REQUIRED TASKS:
1) In the Jokers Club text below, how many years pass before the remaining club members reunite?
2) Decide whether each statement agrees with the Jokers Club text below. Answer yes or no, and quote the words from the text that decide it. (a) The lead protagonist is named Geoffrey Thorn. (b) The second review is dated October 2011. (c) Oliver starts a game of tag.
3) Please pick up the Jokers Club text below after its last sentence and write what comes next.

To extract revenge the Oliver instigates a game of hide and seek. Upon the ruins of a scrap yard they instruct Jason to hide in one of the obsolete, discarded freezers. Once inside Oliver aggressively demands each of the boys leave, promising he'd let out oblivious Jason later once he's learned his lesson.


Needless to state it takes not a respirologist to determine the exact cause of death. In sheer horror the boys swear on an unholy pact to never divulge the exact sequence of events in their friend's untimely demise.


Twenty years later the remainder of Jokers Club reunites in their alma mater. Each is confused as to who had dispatched the invitations and why each was assembled there once again to surface their repressed terror. One by one the adult club members are found brutally murdered. Our lead protagonist Geoffrey Thorn delves back into his writing in desperate attempt to find answers to the frightful questions being asked and acted out before them. He struggles with dementia and reality in this gripping tale of whodunit that will keep you guessing until the very end.


Jokers Club is an excellent read to rejuvenate the passion for all that goes bump in the night. Classic indication of an effective horror is one that keeps you thinking long after the fact. Images of a gnarled, decomposing Jason Nightingale will render you screaming in fits of cold sweats throughout the night.


Ladies and gentlemen there is a new messiah of macabre and his name is Gregory Bastianelli.


Jokers Club

By Amy Eye

(for JournalStone Publishing)

September 2011


Ever do something you were not proud of as a child? Did you ever dream that one blunder would haunt you for the rest of your life? Ever think a mistake you made as a child could leave you paying the debt with your life years later? I made more of my share of mistakes growing up, I'm just happy I wasn't a part of the Jokers Club.


Once upon a time, there was a group of pleasant, young boys. They had meetings trying to decide how to better their community, how to help their fellow man, and how to lift the self-esteem of all those around them.


This is NOT their story.


The Jokers Club had a different agenda.


Instead of planting flowers, walking the old lady across the street, and smiling at the dork in class, the Jokers Club is smoking (oh no!), removing dead bodies from the grave (NO JOKE!!), and something much, much worse (DUN DUN DUN!!!).

RECORD SET:
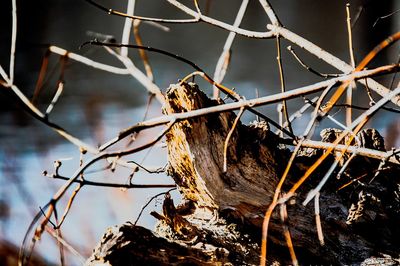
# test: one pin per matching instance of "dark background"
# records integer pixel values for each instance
(96, 104)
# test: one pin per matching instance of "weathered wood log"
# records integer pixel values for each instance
(222, 212)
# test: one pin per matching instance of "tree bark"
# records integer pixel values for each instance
(220, 218)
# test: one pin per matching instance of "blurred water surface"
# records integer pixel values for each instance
(96, 105)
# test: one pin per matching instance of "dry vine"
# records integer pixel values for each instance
(337, 85)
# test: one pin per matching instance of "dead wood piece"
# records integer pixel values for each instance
(134, 245)
(195, 151)
(220, 220)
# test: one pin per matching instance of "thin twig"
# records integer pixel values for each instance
(223, 61)
(328, 58)
(127, 27)
(228, 137)
(139, 76)
(349, 91)
(88, 62)
(113, 185)
(121, 14)
(282, 79)
(318, 221)
(385, 17)
(149, 201)
(355, 127)
(13, 41)
(56, 96)
(246, 103)
(286, 233)
(142, 53)
(322, 75)
(270, 12)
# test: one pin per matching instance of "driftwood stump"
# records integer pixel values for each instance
(219, 220)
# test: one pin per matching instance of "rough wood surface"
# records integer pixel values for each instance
(219, 220)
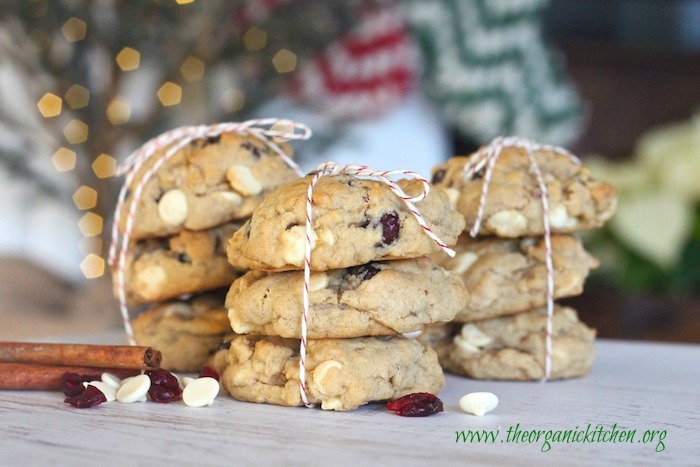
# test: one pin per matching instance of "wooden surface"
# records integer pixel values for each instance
(638, 386)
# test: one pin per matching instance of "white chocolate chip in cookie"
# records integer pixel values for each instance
(149, 281)
(293, 243)
(172, 207)
(243, 181)
(318, 281)
(462, 263)
(559, 218)
(507, 223)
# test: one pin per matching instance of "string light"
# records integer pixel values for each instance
(77, 96)
(104, 166)
(50, 105)
(170, 94)
(74, 30)
(93, 266)
(64, 160)
(284, 61)
(128, 59)
(76, 132)
(85, 198)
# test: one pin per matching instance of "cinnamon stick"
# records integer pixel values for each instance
(35, 376)
(81, 355)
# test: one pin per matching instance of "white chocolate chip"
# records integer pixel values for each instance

YOUR WRITTEN ANSWERS:
1) Twenty years.

2)
(a) Yes: "Our lead protagonist Geoffrey Thorn"
(b) No: "September 2011"
(c) No: "To extract revenge the Oliver instigates a game of hide and seek."

3)
The group of young men disband, as most do as they grow up (or until something tragic happens), and years later a reunion is underway. Each of the members has their own agenda when attending the get-together. One wants to rekindle old friendships, one wants to regain lost inspiration, one wants to borrow money, and yet another wants to show how powerful he has become.


The sleepy little town they come from is not too happy to see the return of these fellows, and when tragedy strikes the Jokers Club once again, the police are more than happy to keep an eye on these known troublemakers. But is it fair to judge these men based on their past?


Just in time for Halloween comes a brilliant horror novel that keeps you guessing the end until the very last page. When I started reading this, I was instantly drawn in by the rich detail and a clever introduction. I kept reading because of the characters, the plot, and the never ending twists and turns. The events that unfold in this book are truly horrifying, heartbreaking, and disturbing.


I would recommend this book to anyone who loves horror. This horror is good for everyone, it leaves you knowing what happened but without the extreme gore and icky bits flying all over. You can add in as much or little detail in your own head as you want. The author gives you enough to paint any kind of picture you want. Like a bit of mystery with your horror? This provides 110%. I KNEW what was going to happen. I KNEW who did it, who the terrible nightmare was. This is one of the only times I will say I was perfectly okay with being DEAD WRONG.


This Halloween season, or anytime you want a good spine-chilling thrill, grab a copy of this and settle in. You will not want to get up until you have finished. (Keep a flashlight handy and maybe a favorite teddy?)